Former Vogue cover model, Liskula Cohen, 36, is about to make some interesting law. Cohen has filed in court to force Google to reveal the anonymous sources who said bad things about her in a “Skanks in NYC” blog. Cohen wants a court order so that Google will reveal the names of her critics so that she can sue them for defamation.
The bloggers ran entries and pictures that referred to Cohen as a “skank” and a “ho.”
Cohen says that she was “shocked and embarrassed” by the entries “that were used to describe me as a promiscuous woman who is filthy, disgusting, foul and a whore.” The entries also trashed her for her appearance, hygiene and sexual conduct. One anonymous source wrote: “I would have to say the first-place award for “Skankiest in NYC” would have to go to Liskula Gentile Cohen.”
This could make for a fascinating torts case. First, there is the question of the right of Google to keep sources confidential. The court may be less than sympathetic since this is far removed from the traditional journalistic realm. Other individuals have sued for such trash talk on sites with little success as with the Dontdatehimgirl.com case. Second, there is the question of the defamation itself. Truth remains a defense, which would make this a nasty fight in discovery and trial (if it went that far).
Under the common law, per se categories of defamation included allegations of being unchaste or engaging in sexual improprieties. (A somewhat date and often sexist category that applies almost entirely to women).

[Location identification entries]

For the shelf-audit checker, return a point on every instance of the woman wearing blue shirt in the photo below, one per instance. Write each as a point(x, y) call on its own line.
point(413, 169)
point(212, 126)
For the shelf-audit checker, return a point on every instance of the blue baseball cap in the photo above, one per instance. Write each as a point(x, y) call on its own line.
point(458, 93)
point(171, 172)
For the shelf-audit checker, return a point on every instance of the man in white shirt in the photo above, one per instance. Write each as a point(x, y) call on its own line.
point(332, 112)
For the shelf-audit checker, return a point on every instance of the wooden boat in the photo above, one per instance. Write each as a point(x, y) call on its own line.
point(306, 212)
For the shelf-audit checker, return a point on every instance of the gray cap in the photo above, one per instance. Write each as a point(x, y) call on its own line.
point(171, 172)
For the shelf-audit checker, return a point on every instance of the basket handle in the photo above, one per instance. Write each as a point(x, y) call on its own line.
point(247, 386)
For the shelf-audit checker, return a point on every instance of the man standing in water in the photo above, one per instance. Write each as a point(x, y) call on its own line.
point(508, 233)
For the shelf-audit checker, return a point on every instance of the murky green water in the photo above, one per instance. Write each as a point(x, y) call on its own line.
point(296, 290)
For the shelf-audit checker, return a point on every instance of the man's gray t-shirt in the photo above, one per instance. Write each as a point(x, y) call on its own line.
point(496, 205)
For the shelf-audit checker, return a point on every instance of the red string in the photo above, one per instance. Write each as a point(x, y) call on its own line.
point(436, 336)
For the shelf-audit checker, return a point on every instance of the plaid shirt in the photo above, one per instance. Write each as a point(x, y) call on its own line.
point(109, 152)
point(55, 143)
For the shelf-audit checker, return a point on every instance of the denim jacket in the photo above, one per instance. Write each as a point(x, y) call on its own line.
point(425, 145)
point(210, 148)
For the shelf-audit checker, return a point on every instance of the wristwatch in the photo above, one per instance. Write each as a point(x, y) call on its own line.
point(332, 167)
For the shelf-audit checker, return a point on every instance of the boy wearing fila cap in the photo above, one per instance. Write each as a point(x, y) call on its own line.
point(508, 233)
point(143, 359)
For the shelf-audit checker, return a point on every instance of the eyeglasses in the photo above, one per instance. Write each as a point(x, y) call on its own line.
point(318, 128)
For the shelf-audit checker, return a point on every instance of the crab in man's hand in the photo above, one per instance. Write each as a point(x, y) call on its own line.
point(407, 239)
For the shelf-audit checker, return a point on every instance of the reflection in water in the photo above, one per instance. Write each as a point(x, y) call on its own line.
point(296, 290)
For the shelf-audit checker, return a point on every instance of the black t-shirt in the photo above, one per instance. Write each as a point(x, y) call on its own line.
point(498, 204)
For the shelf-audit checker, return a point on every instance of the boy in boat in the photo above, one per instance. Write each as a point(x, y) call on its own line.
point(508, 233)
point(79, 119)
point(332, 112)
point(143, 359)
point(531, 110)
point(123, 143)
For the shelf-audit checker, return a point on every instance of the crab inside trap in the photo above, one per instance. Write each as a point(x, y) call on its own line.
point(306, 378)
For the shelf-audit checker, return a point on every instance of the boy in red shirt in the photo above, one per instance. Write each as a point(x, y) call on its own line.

Problem to work on —
Answer these questions about the article on Cohen's lawsuit.
1. Whose names does Cohen want a court order to make Google reveal?
2. Which case does the article give as an example of people suing over trash talk on sites with little success?
3. Under the common law, which allegations did the per se categories of defamation include?

Reply to the task —
1. The anonymous sources who criticized her in the "Skanks in NYC" blog.
2. The Dontdatehimgirl.com case.
3. Allegations of being unchaste or engaging in sexual improprieties.